Items listed in a dataset:
★ ★ ★

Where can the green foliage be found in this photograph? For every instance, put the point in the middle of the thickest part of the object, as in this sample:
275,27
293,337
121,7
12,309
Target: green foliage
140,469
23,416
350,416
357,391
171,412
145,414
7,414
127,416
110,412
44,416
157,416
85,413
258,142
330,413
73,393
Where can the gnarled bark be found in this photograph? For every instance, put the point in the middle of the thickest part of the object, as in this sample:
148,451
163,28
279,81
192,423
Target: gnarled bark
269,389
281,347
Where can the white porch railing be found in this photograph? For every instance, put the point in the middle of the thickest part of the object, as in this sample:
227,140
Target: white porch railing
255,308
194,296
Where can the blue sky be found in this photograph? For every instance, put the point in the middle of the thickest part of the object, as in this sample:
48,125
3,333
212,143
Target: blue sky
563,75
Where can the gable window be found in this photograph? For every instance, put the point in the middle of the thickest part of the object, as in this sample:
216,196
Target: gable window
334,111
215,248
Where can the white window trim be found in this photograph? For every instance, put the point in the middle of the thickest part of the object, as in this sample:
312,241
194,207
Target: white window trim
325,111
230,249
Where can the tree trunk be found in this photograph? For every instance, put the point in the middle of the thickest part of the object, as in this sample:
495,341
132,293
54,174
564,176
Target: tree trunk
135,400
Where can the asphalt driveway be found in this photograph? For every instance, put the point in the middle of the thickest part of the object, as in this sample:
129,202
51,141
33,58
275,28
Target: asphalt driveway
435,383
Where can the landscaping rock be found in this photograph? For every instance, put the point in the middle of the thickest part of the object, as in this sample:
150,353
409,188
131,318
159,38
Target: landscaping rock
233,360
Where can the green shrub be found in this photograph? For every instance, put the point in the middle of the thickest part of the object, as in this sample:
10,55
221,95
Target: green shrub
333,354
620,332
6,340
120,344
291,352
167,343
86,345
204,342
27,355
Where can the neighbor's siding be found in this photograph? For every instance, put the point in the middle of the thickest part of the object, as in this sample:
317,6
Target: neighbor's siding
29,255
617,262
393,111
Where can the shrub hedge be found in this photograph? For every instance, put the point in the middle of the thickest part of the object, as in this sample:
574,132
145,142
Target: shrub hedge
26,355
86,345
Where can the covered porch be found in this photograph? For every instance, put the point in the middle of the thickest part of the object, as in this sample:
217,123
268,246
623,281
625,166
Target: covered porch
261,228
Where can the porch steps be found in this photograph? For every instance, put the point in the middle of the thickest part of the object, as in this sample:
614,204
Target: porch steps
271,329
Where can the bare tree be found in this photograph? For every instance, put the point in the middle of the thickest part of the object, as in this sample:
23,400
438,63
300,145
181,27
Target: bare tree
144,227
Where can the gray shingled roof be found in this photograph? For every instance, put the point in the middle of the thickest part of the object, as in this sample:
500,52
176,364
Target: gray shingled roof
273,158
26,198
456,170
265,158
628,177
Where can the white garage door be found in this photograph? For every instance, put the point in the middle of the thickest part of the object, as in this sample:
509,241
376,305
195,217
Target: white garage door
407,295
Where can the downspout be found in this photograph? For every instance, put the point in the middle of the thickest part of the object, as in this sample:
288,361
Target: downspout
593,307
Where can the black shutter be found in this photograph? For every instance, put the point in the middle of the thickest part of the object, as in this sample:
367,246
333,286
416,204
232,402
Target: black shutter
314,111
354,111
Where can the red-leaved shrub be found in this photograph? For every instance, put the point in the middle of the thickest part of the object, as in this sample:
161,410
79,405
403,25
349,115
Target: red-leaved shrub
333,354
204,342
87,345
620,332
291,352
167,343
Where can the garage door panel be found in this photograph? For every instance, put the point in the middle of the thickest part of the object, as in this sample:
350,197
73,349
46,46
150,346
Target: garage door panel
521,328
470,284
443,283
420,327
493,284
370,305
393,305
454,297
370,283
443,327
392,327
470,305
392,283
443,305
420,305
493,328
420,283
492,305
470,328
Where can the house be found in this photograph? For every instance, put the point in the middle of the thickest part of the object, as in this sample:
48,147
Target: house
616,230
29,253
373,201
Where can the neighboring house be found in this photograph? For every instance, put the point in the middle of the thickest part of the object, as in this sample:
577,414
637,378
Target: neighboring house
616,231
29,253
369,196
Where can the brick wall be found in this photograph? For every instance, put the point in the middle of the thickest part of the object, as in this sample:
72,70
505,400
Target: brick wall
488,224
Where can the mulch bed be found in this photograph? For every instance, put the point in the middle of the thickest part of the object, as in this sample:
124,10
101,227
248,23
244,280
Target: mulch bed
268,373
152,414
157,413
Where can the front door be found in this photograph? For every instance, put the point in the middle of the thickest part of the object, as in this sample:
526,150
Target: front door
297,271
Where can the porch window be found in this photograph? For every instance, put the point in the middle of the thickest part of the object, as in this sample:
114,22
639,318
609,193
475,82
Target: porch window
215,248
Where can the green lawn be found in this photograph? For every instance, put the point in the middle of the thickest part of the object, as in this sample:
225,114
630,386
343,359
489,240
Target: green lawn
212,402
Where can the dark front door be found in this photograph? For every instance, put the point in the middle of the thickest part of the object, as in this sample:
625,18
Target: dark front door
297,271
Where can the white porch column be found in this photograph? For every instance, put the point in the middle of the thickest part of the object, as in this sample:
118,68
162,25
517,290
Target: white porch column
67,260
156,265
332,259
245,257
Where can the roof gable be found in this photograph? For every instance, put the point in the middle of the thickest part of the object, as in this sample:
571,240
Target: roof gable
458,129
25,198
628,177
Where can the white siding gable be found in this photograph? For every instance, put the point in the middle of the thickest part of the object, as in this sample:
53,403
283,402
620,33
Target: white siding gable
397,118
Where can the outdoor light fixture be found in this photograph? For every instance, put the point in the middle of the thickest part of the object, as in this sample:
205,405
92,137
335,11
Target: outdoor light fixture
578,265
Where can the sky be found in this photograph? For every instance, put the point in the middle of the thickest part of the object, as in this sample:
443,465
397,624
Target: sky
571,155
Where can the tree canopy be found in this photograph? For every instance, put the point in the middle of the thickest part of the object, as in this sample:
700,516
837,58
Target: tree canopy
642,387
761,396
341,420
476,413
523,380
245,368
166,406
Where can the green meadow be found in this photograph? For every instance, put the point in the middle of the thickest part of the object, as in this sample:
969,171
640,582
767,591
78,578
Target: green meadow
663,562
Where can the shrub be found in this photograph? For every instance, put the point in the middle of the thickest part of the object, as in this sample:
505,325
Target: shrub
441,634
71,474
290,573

★ ★ ★

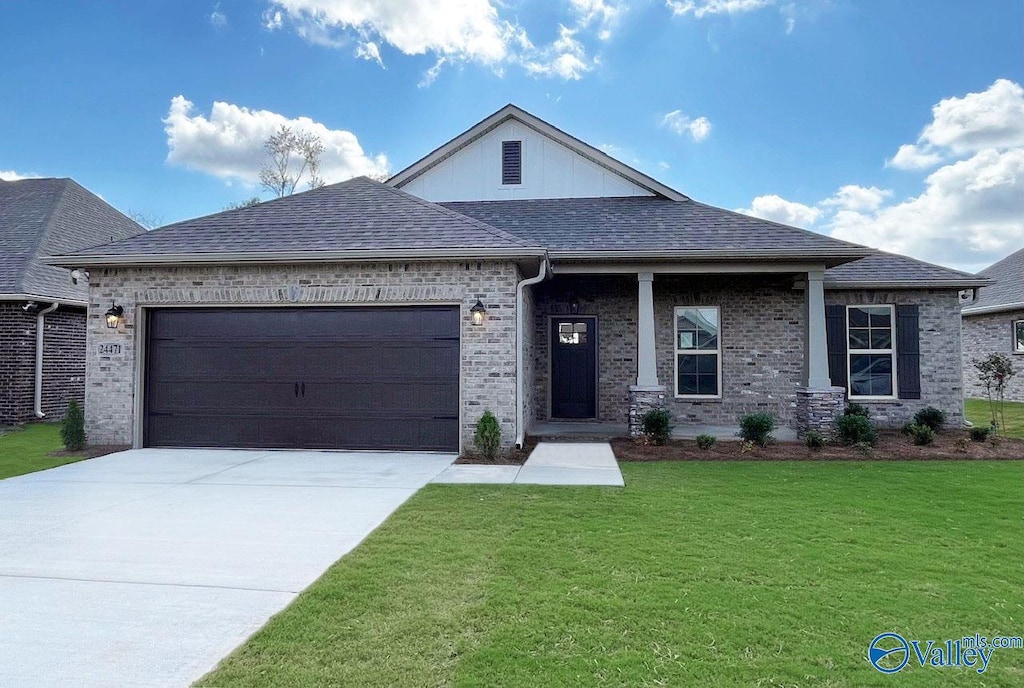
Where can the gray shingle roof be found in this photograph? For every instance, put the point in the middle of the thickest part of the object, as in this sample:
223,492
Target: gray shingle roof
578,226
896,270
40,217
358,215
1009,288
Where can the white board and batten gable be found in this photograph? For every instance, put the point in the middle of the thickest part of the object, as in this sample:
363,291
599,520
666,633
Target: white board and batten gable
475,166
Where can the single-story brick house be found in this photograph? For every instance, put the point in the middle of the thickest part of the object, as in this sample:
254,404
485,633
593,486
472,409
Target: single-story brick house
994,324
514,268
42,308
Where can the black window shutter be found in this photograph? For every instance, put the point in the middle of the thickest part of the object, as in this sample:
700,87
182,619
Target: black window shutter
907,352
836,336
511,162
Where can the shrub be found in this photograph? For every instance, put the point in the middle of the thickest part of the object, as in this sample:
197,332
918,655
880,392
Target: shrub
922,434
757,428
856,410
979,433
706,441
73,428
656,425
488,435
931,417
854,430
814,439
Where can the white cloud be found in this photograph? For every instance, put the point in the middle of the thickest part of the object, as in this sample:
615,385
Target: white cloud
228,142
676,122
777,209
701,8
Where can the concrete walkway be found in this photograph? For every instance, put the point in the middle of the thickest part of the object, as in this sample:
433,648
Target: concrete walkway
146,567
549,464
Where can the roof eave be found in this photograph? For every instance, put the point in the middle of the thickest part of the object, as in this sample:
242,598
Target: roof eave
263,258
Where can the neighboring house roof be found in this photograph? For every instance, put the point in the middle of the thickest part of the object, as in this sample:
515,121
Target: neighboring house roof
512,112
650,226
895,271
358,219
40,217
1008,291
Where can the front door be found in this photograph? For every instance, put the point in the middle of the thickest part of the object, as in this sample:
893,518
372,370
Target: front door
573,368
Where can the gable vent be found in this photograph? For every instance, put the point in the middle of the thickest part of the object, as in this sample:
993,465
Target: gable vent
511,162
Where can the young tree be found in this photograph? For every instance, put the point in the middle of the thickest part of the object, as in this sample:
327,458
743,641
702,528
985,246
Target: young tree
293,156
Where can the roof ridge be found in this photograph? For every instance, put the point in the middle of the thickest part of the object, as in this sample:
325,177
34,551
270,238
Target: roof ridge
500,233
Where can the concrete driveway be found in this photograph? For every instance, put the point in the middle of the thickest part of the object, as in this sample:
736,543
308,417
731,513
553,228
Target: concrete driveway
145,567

★ ★ ★

Find each line in the records above that contains the word "lawn" and copy those lines out in full. Treat uppercase and lowercase letters as different.

Where can the green lawn be found in this photograph? For every instance, put the point in the middle of the thickest part of the object, as in this sample:
Target: green lawn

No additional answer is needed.